Data items
_ _ _ _ _
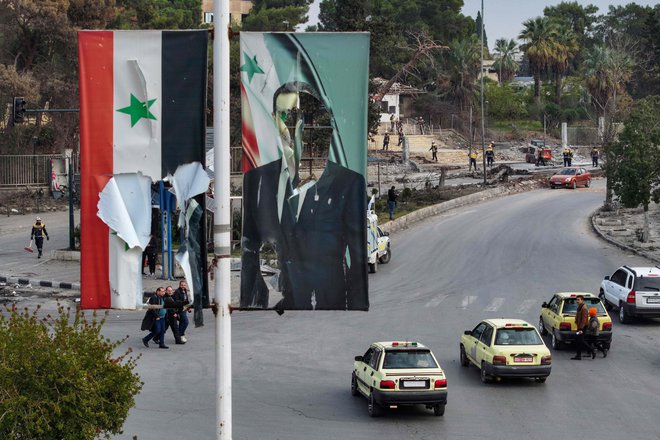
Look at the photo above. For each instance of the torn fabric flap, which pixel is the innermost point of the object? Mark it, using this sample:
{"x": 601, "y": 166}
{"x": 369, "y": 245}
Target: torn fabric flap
{"x": 125, "y": 206}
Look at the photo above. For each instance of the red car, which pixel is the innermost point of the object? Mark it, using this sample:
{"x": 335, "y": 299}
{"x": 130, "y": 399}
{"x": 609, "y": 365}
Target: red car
{"x": 571, "y": 177}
_ _ _ _ _
◆ WORK INSTRUCTIONS
Lay out every line of the records as a Markdown table with the columns "Row" and "Text", numbering the rows and skipping any blank lines. Leave the pictures out.

◆ OUTPUT FOR THIS TASK
| Row | Text |
|---|---|
| 1 | Look at the photo above. For each instance of the torn fabric flap, which pixel is the innermost point of the object? Mark it, using this sample: |
| 2 | {"x": 601, "y": 166} |
| 3 | {"x": 369, "y": 245} |
| 4 | Target: torn fabric flap |
| 5 | {"x": 125, "y": 206} |
| 6 | Look at the photo above. For each instance of the red car, which pixel is the innermost point of the object? Mark it, using this sample: |
| 7 | {"x": 335, "y": 299} |
| 8 | {"x": 130, "y": 399} |
| 9 | {"x": 609, "y": 365} |
| 10 | Target: red car |
| 11 | {"x": 571, "y": 177} |